[[ Excerpted passage, beginning ]]

Thursday, February 20, 2020


When I was younger I was obsessed with the concept of troubleshooting.  I remember wondering what it was, how you did it.  I  knew it was a valuable skill, but I had no idea how to obtain it.

Like the Catch 22 I got into after high school:  I've worked as a farm hand, and a carpenter's helper.  Helped dad work on all our cars, house, and farm.  I know my way around welding, cutting, drilling, Farmall tractors, John Deere, running pto grinders and shredders, etc etc...

"I'm sorry, but that doesn't really count as work experience."  I needed references, work history, training documents, blah blah blah.....

Oh yeah, I fueled aircraft when I was 16, trusted with thousands of gallons of avgas and a fuel truck.  I had to radio the tower to get permission to enter the taxiway and cross the active runway.  Proves I'm responsible.

"Sorry."  You don't have relevant experience".  So hire me at bottom dollar, and I'll prove my abilities....  No can do.

So I did what I could, went to college, learned everything I could about things that were interesting.  And almost everything is interesting....

Then one day, it sorta dawned on me.  I could look at things and figure them out.  If they didn't do, I could usually come up with a reason why, and then fix them.

So, why bring that up?  Remember this picture?

a tad over-tightened

The vertical line on the barrel should line up with the line near the zero on the thimble (lower tube with the knurl).  And the edge of the thimble should line up with a horizontal line that is under the zero on the barrel.

[[ Excerpted passage, end ]]
[[ Dataset extract, beginning ]]

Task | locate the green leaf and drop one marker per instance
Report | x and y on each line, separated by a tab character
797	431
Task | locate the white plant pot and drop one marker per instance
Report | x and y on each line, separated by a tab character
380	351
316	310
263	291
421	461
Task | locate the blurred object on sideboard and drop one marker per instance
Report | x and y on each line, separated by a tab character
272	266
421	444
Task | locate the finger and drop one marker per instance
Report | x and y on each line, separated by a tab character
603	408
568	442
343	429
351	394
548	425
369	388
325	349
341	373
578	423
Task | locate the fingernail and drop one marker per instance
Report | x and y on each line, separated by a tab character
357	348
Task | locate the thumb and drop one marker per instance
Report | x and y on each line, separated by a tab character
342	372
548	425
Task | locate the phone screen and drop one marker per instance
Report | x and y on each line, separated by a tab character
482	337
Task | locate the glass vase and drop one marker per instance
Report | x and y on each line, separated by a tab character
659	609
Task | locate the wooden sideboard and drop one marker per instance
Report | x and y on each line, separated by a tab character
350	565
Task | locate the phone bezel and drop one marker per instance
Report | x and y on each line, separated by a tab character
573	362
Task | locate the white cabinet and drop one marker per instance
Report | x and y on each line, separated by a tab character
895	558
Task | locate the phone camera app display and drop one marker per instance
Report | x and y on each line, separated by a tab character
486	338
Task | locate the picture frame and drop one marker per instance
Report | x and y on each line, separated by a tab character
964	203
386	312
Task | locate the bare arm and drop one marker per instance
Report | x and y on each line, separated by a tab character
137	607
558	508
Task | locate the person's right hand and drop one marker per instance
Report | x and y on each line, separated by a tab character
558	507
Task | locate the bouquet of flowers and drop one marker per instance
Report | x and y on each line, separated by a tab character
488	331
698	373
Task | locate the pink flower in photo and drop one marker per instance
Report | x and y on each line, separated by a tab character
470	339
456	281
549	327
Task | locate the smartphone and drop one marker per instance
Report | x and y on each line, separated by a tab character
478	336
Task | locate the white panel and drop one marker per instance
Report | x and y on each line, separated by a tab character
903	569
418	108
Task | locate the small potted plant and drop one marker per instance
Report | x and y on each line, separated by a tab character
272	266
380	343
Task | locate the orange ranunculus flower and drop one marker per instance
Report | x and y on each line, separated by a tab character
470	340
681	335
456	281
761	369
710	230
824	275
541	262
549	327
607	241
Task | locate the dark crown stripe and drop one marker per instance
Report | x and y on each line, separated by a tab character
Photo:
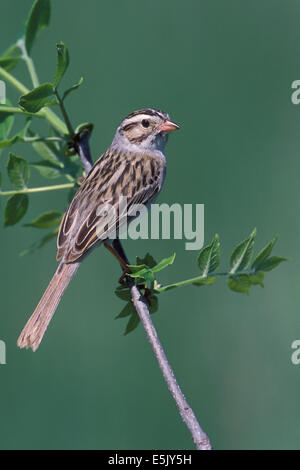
149	112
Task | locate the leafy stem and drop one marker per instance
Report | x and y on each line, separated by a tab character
65	114
51	117
29	62
38	190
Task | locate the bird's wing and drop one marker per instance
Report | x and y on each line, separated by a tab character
114	175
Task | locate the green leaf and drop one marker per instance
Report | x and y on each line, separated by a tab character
47	150
72	193
9	63
46	220
123	294
19	137
137	268
38	19
15	209
133	323
164	263
240	283
264	254
74	87
6	124
47	169
47	238
152	303
127	310
62	62
257	278
241	256
148	260
205	282
18	171
209	257
271	263
36	99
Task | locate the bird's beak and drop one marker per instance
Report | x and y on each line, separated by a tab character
167	126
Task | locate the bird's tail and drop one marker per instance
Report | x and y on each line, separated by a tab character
37	324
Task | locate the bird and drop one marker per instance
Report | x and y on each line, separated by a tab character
134	166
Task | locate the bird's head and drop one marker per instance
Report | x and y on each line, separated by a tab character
146	129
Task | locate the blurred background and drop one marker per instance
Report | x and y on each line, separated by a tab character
223	71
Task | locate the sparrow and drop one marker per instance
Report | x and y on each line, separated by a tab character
134	166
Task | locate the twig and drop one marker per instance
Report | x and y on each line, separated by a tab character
38	190
199	437
83	150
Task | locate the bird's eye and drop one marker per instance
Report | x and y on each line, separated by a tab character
145	123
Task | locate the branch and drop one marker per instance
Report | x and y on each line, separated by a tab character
199	437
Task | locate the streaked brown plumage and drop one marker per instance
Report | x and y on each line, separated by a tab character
134	166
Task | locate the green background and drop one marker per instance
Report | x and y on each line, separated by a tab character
223	70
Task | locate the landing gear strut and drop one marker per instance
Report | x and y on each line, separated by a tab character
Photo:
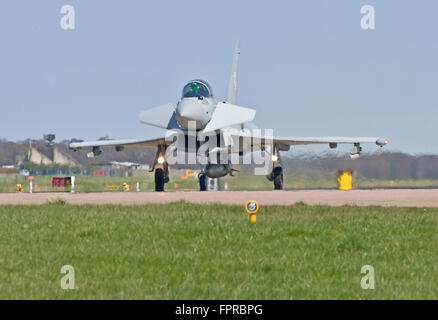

[[ Dataset extract, end ]]

Exercise A
Using the troubleshooting post, answer yes or no to each statement and quote the words that decide it: (i) The writer fueled aircraft at age 16. (ii) The writer needed permission from the tower to cross the active runway. (iii) The writer skipped college.
Exercise B
Continue the troubleshooting post from its last sentence.
The lines have nothing to do with the troubleshooting post.

Task output A
(i) Yes: "I fueled aircraft when I was 16"
(ii) Yes: "I had to radio the tower to get permission to enter the taxiway and cross the active runway."
(iii) No: "went to college"

Task output B
Don't skewer me if I got the nomenclature wrong.  It's the lines that matter.  And since the edge of the thimble is past the zero, someone tightened the thimble too tight, driving the rod into the anvil and possibly springing the C shaped part.  That would kill it's accuracy.

How about the other two?

maybe 29.2 thousandths too tight?

maybe 10.5 thousandths too tight?
 Hey ma, where'd the zero go?

Bubba the muscle head got aholt of this whole set.  They look unused.  No real wear I can see.  I wonder what they'll look like if/when I get them apart?

And if you have good vision, you can see these are tenths reading mics.  For shame, Bubba, for shame.


  1. And just to be sure I went down to the basement and checked all the precision measuring tools.
    All of them were backed off.

    Waiting patiently for the next installment of the epic story, "Bubba's Glue Clamps: The Aftermath."

  2. Hahahaha.... Yeah, no doubt. I saw the description and I just shook my head. After derusting, oiling and inspection, it all made sense.

    I don't know if they are cinched down so tight they can't move, or if the rust still has them bound up. I've had good luck with evaporust eating rust out of tight spots. But 40 tpi may be too tight.